Problem requirements
Set the following entries down again exactly, line by line.

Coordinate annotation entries
....................

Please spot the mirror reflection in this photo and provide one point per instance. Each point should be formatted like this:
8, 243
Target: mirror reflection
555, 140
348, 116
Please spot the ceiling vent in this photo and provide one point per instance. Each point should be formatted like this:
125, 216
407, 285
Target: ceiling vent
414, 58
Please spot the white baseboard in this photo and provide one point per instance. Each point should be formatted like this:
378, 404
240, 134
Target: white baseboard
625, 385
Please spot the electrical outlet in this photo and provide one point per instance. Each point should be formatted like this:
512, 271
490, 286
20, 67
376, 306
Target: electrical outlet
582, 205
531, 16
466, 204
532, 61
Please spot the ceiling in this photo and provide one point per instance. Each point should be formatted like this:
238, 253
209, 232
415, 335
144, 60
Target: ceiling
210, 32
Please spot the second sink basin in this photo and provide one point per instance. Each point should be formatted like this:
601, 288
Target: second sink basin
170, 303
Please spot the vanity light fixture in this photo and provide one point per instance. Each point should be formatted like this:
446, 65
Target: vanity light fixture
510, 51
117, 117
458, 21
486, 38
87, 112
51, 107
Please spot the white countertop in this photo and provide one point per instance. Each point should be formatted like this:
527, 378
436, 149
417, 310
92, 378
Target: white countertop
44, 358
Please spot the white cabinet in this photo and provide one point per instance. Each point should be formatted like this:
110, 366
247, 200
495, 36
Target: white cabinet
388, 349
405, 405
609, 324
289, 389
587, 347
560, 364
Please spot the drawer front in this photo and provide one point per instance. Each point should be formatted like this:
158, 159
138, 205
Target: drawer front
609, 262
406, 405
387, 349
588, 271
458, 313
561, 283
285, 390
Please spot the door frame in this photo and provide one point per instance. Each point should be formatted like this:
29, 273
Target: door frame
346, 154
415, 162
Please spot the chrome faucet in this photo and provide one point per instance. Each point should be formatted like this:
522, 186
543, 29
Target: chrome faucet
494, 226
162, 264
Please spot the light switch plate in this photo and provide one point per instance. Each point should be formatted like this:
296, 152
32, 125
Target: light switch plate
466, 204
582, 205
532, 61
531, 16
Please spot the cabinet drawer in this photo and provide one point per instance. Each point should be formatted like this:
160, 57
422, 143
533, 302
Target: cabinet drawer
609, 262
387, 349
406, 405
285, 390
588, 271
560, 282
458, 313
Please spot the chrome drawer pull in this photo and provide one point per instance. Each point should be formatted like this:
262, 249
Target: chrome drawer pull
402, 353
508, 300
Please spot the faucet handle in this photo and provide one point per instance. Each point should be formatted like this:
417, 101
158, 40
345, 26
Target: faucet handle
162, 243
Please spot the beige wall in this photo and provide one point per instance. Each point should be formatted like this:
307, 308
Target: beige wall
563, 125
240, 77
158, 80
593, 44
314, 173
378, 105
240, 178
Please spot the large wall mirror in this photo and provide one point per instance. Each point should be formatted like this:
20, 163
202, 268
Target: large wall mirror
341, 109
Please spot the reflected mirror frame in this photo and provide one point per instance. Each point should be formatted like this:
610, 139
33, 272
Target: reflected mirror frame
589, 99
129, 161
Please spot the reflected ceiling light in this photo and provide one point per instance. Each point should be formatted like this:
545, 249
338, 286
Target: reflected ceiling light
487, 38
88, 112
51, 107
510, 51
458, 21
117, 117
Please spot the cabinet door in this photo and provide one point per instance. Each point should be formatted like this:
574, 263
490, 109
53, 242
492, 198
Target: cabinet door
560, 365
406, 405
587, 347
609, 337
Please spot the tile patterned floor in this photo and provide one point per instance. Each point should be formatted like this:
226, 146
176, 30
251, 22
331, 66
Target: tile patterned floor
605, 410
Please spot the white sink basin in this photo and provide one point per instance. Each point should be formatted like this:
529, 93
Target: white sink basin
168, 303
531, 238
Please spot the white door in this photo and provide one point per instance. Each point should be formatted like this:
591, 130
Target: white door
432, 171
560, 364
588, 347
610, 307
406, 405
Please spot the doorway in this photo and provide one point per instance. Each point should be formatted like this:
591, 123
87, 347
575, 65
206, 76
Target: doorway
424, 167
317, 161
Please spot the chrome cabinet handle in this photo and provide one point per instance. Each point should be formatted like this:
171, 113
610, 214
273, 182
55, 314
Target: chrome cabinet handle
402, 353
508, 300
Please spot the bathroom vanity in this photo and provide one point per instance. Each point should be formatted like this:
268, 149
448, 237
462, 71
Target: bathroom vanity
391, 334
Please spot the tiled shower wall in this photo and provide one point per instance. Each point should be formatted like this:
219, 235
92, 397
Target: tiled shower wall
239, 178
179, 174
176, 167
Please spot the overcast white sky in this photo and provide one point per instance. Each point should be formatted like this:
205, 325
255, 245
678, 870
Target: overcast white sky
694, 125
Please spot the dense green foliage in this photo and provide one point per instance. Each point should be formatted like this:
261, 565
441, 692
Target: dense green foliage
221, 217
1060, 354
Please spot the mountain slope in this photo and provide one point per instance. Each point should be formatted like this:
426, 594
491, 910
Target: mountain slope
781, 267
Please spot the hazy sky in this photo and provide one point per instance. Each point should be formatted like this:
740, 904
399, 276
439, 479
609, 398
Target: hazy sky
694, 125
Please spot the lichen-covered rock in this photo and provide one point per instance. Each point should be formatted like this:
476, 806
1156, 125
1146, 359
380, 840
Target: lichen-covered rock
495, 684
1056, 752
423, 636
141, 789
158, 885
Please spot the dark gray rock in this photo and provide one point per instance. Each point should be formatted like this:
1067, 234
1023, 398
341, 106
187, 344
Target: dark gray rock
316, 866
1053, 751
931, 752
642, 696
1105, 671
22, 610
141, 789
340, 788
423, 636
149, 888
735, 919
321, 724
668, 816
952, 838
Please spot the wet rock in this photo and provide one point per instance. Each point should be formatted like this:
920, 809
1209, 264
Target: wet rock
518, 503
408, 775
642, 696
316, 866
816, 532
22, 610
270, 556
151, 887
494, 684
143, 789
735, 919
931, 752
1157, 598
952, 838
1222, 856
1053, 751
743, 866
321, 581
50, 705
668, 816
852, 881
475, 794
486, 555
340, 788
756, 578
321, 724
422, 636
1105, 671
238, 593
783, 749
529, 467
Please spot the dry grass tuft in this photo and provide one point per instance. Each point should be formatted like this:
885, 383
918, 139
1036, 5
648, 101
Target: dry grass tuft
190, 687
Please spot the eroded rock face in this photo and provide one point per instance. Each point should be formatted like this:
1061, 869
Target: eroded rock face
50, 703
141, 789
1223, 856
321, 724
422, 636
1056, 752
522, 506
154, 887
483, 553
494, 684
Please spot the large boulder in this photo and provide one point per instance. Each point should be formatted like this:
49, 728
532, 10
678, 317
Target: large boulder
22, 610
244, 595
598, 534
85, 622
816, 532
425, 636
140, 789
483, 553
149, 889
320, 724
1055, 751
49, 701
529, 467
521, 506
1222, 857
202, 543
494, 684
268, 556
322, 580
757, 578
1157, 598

....................

Output of the exercise
Please spot the mirror reflection in this photo and provide one point per instance. Each point should be formatted like this:
8, 243
Target: mirror reflection
555, 140
348, 116
Please spot the ceiling vent in this photo and provide one point per instance. Each point should be formatted like this:
125, 216
407, 285
Target: ceiling vent
414, 58
Please spot the white baseboard in this photo and provide one point per instance. Each point should be formatted like this:
378, 404
240, 134
Target: white baseboard
625, 385
Please spot the electrical outlet in this photo and provide one point per instance. Each point should be formatted like this:
512, 271
490, 286
20, 67
376, 306
Target: electrical outlet
582, 205
531, 16
466, 204
532, 61
Please spot the ceiling in this photo and provide one point per instance. Each point should be formatted like this:
238, 253
209, 232
415, 335
144, 60
Target: ceiling
210, 32
Please spot the second sink basin in this photo and provide one point per instance. Each point should be formatted like this:
601, 288
Target: second sink basin
170, 303
Please spot the vanity light fixture in this photo and provide one point per instance. Each point should be formatted like this:
446, 65
Target: vanity light fixture
510, 51
117, 117
458, 21
486, 38
87, 112
51, 107
Please spot the white countertop in this photo and provide one point per instance. Each point should be formatted like this:
527, 378
436, 149
417, 310
92, 378
Target: white countertop
44, 358
Please spot the white cabinet in this photo and provide one point per instance. Each point should be formatted like this:
110, 366
247, 200
495, 36
Target: white cabinet
388, 349
405, 405
609, 324
289, 389
587, 347
560, 364
Please spot the drawer front in this photo and provide one point per instance. Each point should be formatted like this:
158, 159
138, 205
Target: drawer front
609, 262
406, 405
387, 349
588, 271
458, 313
561, 283
285, 390
Please spot the door frame in this photo and provide one point per instance. Each point should be formatted like this:
29, 273
Target: door frame
346, 154
415, 162
Please spot the chrome faucet in this photo and provide one point per instance. Each point should be formatted like this:
522, 186
543, 29
Target: chrome faucet
494, 226
162, 264
Please spot the light switch plate in this photo and provide one point per instance. Each point should be formatted like this:
296, 152
32, 125
Target: light switch plate
466, 204
582, 205
532, 61
531, 16
Please spot the cabinet drawer in this photo and provide one point per instance. Each point should be formatted like this:
160, 57
422, 143
533, 302
Target: cabinet drawer
609, 262
387, 349
406, 405
285, 390
588, 271
560, 282
458, 313
Please spot the chrome drawer pull in this photo and provide one point per instance. Each point should be formatted like this:
262, 249
Target: chrome drawer pull
402, 353
508, 300
Please spot the faucet handle in this photo and provide one point per instance. Each point should be formatted like this:
417, 101
158, 40
345, 26
Target: faucet handle
162, 243
Please spot the beige wall in this photo and provide one point per instance. Each point should be formatted like this:
307, 308
Target: beige wall
563, 125
240, 77
158, 80
593, 44
314, 173
378, 105
240, 178
Please spot the large wall mirror in this photo and provide one point per instance. Each point should be formatted like this:
20, 163
202, 268
Target: large wall mirror
341, 109
Please spot the reflected mirror frame in this photo and provide one point per instance. Each point should be formatted like this:
610, 139
33, 272
Target: reflected mirror frame
589, 99
129, 161
Please spot the reflected ceiling light in this photo and provide one point per instance. Each point should be formatted like this:
545, 249
338, 286
Target: reflected ceiling light
487, 38
88, 112
51, 107
510, 51
458, 21
117, 117
Please spot the cabinet door in this photo and provide one point per instance. Each point should be formatted like this:
574, 263
490, 109
53, 242
492, 198
Target: cabinet door
560, 365
406, 405
587, 347
609, 337
Please spot the tile patterned floor in this photo and provide one point per instance. Each point should be formatted like this:
226, 146
176, 30
251, 22
331, 66
Target: tile patterned floor
605, 410
Please spot the white sink basin in this photo and provide one point per instance. Each point should be formatted like this:
529, 93
Target: white sink basin
168, 303
531, 238
Please spot the white door in this photo and provide one point per instance. Each point should be formatted like this:
591, 130
Target: white door
432, 171
560, 364
588, 347
610, 307
406, 405
Please spot the doorway in this photo and provide one point per instance. Each point should be formatted like this:
591, 123
87, 347
575, 65
206, 76
Target: doorway
424, 167
317, 161
Please spot the chrome cabinet handle in this photo and provide one point per instance. Each point should be formatted like this:
171, 113
610, 214
273, 182
55, 314
Target: chrome cabinet handle
402, 353
508, 300
Please spot the bathroom vanity in this photo and provide one point per instance. Each point should be formatted like this:
268, 149
448, 237
462, 71
Target: bathroom vanity
391, 334
Please spot the tiled shower wall in this photo and provide one point per instance. Each point should be formatted like this:
219, 235
92, 397
Target: tiled shower wall
239, 178
179, 174
176, 167
Please spot the overcast white sky in this photo and provide one point per instance. Each point should be formatted like this:
205, 325
255, 245
678, 870
Target: overcast white sky
694, 125
Please spot the dense green foliage in this photo and provide one point per instance. Each point should be formatted like this:
261, 565
441, 692
Target: dense green foliage
221, 217
1060, 354
Please spot the mountain slope in this photo and provide one point per instance. Each point should be formatted like this:
426, 594
491, 910
Target: mountain slope
781, 267
Please spot the hazy sky in this photo and provide one point per instance. Each point should be formatted like this:
740, 904
399, 276
439, 479
609, 398
Target: hazy sky
694, 125
Please spot the lichen-covered rock in this photo and provide one point per instance. Each point should be formatted like this:
476, 806
1156, 125
1146, 359
380, 840
Target: lichen-covered rock
495, 684
1056, 752
423, 636
141, 789
158, 885
Please spot the dark gray rock in this photo and provide one point per instance. Each point should be formatted like this:
1067, 234
1023, 398
341, 106
187, 344
Target: dark gray rock
316, 866
1053, 751
931, 752
642, 696
1105, 671
22, 610
141, 789
340, 788
423, 636
149, 888
735, 919
321, 724
668, 816
952, 838
Please spot the wet rock in this photo and provide one point per instance. Each point should be formatted like this:
920, 809
1209, 264
Target: wet rock
518, 503
408, 775
642, 696
316, 866
816, 532
22, 610
270, 556
151, 887
494, 684
143, 789
735, 919
931, 752
1157, 598
952, 838
1222, 856
1053, 751
743, 866
321, 581
50, 705
668, 816
852, 881
475, 794
486, 555
340, 788
756, 578
321, 724
422, 636
1105, 671
238, 593
783, 749
529, 467
Please spot the dry grass tuft in this photo and provide one point per instance. Each point should be formatted like this:
885, 383
918, 139
1036, 5
648, 101
Target: dry grass tuft
190, 687
Please spot the eroded rock face in this photo and provide one point per instance. Each point should be formatted like this:
1061, 869
Target: eroded rock face
50, 703
141, 789
1223, 856
321, 724
422, 636
1056, 752
522, 506
154, 887
483, 553
494, 684
Please spot the large boulder in this photo and provide one point per instance. Each point should be formatted like this:
49, 728
532, 10
678, 317
Target: large boulder
22, 610
244, 595
598, 534
85, 622
816, 532
425, 636
140, 789
483, 553
149, 889
320, 724
1055, 751
49, 701
529, 467
521, 506
1222, 857
202, 543
494, 684
268, 556
322, 580
757, 578
1157, 598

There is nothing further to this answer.